* Exercise brief: Produce as output only the lines below starting at the line with "The service MUST place a point on the t-shirt, one" and continuing through the line with "The service MUST place a point on the man in blue", each one exactly as written.

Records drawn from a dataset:
========

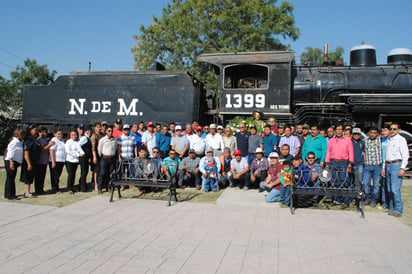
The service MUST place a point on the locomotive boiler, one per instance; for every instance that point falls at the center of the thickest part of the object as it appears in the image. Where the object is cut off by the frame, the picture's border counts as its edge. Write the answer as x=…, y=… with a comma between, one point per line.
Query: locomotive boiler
x=269, y=82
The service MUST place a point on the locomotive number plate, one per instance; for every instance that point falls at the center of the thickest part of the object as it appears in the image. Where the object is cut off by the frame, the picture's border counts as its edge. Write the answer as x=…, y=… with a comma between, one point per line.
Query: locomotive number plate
x=245, y=101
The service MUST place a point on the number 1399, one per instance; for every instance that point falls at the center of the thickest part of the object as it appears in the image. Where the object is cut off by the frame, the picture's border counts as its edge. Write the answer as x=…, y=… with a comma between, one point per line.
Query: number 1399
x=245, y=100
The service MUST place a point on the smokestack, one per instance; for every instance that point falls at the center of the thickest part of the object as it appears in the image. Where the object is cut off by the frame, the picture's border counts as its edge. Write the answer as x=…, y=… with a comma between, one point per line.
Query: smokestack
x=325, y=52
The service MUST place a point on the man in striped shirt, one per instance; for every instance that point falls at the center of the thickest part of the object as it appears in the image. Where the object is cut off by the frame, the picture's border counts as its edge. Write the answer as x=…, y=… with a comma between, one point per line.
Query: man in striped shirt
x=372, y=166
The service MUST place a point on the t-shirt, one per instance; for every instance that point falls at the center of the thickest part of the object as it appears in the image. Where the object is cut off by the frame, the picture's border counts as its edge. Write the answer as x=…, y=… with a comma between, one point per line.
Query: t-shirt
x=179, y=142
x=59, y=150
x=254, y=142
x=273, y=172
x=239, y=166
x=243, y=143
x=171, y=164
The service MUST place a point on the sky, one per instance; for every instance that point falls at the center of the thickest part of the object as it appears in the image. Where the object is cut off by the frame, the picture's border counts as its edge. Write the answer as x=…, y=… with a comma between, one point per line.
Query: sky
x=67, y=35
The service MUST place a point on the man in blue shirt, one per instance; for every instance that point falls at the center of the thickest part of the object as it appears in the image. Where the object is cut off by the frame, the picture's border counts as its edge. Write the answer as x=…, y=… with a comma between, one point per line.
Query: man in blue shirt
x=270, y=141
x=316, y=144
x=163, y=139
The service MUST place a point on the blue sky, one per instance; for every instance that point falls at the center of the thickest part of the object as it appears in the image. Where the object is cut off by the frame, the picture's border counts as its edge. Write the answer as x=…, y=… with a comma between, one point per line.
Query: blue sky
x=66, y=35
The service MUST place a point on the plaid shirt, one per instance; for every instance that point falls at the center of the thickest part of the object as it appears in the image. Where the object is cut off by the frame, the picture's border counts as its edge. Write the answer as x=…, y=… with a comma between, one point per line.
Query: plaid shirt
x=373, y=151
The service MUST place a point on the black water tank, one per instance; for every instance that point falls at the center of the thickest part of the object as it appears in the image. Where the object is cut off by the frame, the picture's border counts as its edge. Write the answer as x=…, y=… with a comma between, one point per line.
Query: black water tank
x=363, y=55
x=400, y=56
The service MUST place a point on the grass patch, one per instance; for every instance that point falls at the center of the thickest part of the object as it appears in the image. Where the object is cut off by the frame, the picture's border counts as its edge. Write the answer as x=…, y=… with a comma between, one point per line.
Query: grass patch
x=64, y=199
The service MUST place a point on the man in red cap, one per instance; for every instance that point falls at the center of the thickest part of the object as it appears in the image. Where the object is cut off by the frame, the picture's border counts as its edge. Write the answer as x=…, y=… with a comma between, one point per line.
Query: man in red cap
x=240, y=171
x=149, y=137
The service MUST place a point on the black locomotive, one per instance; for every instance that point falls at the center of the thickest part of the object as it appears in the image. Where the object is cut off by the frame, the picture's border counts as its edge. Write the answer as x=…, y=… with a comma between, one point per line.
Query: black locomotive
x=270, y=83
x=263, y=81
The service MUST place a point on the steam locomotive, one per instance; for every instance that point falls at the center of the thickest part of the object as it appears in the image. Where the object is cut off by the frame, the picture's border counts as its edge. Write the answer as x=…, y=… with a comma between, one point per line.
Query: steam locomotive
x=265, y=81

========

* Response area:
The service MUST place a point on the t-shirt, one per instance; for every instance that point falls at the center of the thickest part of the object as it appears in the image. Where the object is cut off by the frame, the picture's border counts as its edge. Write the answer as x=…, y=… with a comma between, one point per line.
Query: t-shirt
x=179, y=142
x=59, y=150
x=254, y=142
x=273, y=172
x=239, y=166
x=243, y=143
x=171, y=164
The service MUST place a point on the sky, one per instance; for every instance that point falls at the center of the thickest part of the object as it appears in the image. Where the object is cut off by the frame, the picture's border counts as its edge. Write the answer as x=…, y=… with a comma between, one point per line.
Query: sky
x=67, y=35
The service MUST place a point on the man in blue shirt, one per instance; for every instance that point falls at the center of the thickest part of the object as it appears in the image. Where the object is cut off by the frame, the picture's border counts as its edge. Write the answer as x=…, y=… with a comma between, one point per line.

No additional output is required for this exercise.